Data records
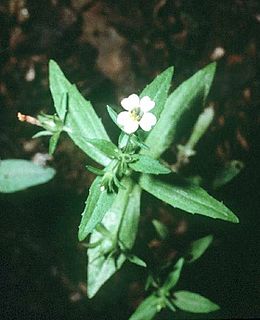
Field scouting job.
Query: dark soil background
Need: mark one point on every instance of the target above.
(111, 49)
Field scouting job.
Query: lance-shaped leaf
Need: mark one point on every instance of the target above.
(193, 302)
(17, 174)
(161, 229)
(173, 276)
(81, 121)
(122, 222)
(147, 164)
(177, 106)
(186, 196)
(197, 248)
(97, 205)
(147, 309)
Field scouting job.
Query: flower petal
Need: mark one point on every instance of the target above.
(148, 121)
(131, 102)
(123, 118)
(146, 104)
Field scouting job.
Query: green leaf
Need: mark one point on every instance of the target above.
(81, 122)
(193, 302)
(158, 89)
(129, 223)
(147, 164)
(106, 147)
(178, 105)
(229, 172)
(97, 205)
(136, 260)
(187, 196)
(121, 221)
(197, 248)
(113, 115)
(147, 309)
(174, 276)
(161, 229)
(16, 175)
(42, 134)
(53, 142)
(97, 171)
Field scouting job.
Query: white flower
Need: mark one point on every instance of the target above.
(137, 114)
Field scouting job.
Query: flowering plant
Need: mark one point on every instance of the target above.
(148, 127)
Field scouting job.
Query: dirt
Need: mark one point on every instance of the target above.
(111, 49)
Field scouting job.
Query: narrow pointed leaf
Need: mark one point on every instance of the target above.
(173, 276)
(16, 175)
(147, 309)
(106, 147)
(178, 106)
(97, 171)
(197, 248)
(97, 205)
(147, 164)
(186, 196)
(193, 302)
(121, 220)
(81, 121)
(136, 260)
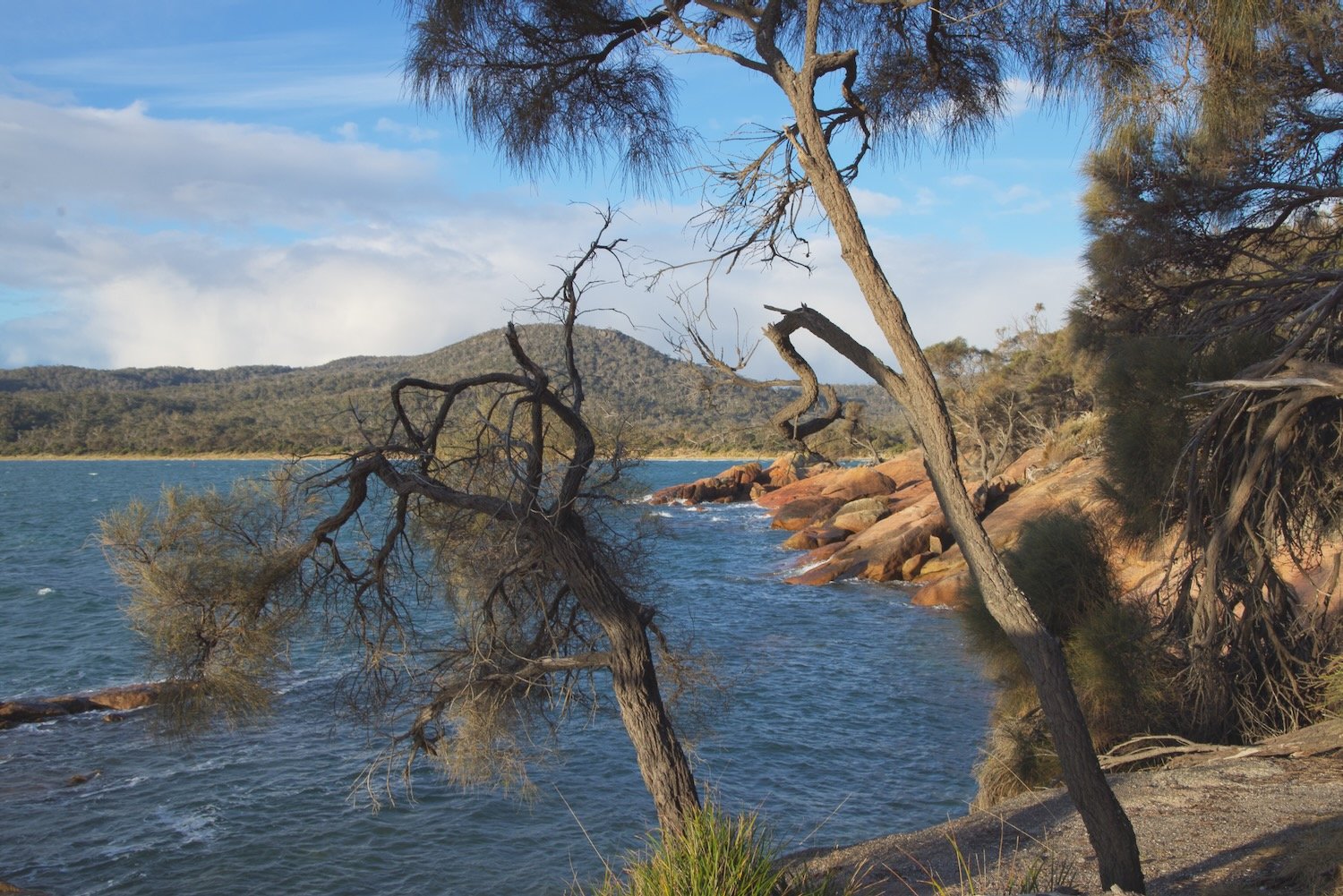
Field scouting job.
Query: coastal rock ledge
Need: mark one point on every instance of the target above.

The problem
Reproduce the material word for word, pictures excluded.

Result
Field scouting job.
Query: dark soil background
Need: mark one point on every instance of the target above.
(111, 49)
Field scouting job.
Query: lance-shaped leaf
Need: mark one point on every instance of the target above.
(193, 302)
(17, 174)
(161, 229)
(173, 276)
(81, 121)
(122, 222)
(147, 164)
(177, 106)
(186, 196)
(197, 248)
(97, 205)
(147, 309)
Field scouting job.
Query: flower petal
Need: mark one point on every instance of the target above.
(148, 121)
(131, 102)
(123, 118)
(146, 104)
Field scouting job.
Query: green leaf
Need: mark one point on every instance of the target above.
(81, 122)
(193, 302)
(158, 89)
(129, 223)
(147, 164)
(106, 147)
(178, 105)
(229, 172)
(97, 205)
(136, 260)
(187, 196)
(121, 221)
(197, 248)
(113, 115)
(147, 309)
(174, 276)
(161, 229)
(16, 175)
(42, 134)
(53, 142)
(97, 171)
Field scouting job.
Query: white flower
Need: mark one point on every instance of the target above.
(137, 114)
Field scouting job.
Query: flowering plant
Need: mark one point on every instance of the target above.
(148, 127)
Field scouting job.
Query: dirt
Need: mark one point on every instance of the target above.
(111, 49)
Field scouting job.
Query: narrow pointed leaf
Need: mark one point on every instance of the target above.
(173, 276)
(16, 175)
(147, 309)
(106, 147)
(178, 106)
(97, 171)
(197, 248)
(97, 205)
(147, 164)
(186, 196)
(193, 302)
(121, 220)
(81, 121)
(136, 260)
Field scouting job.
Query: coastal rock ledge
Need: mark one point on every instance of the target above.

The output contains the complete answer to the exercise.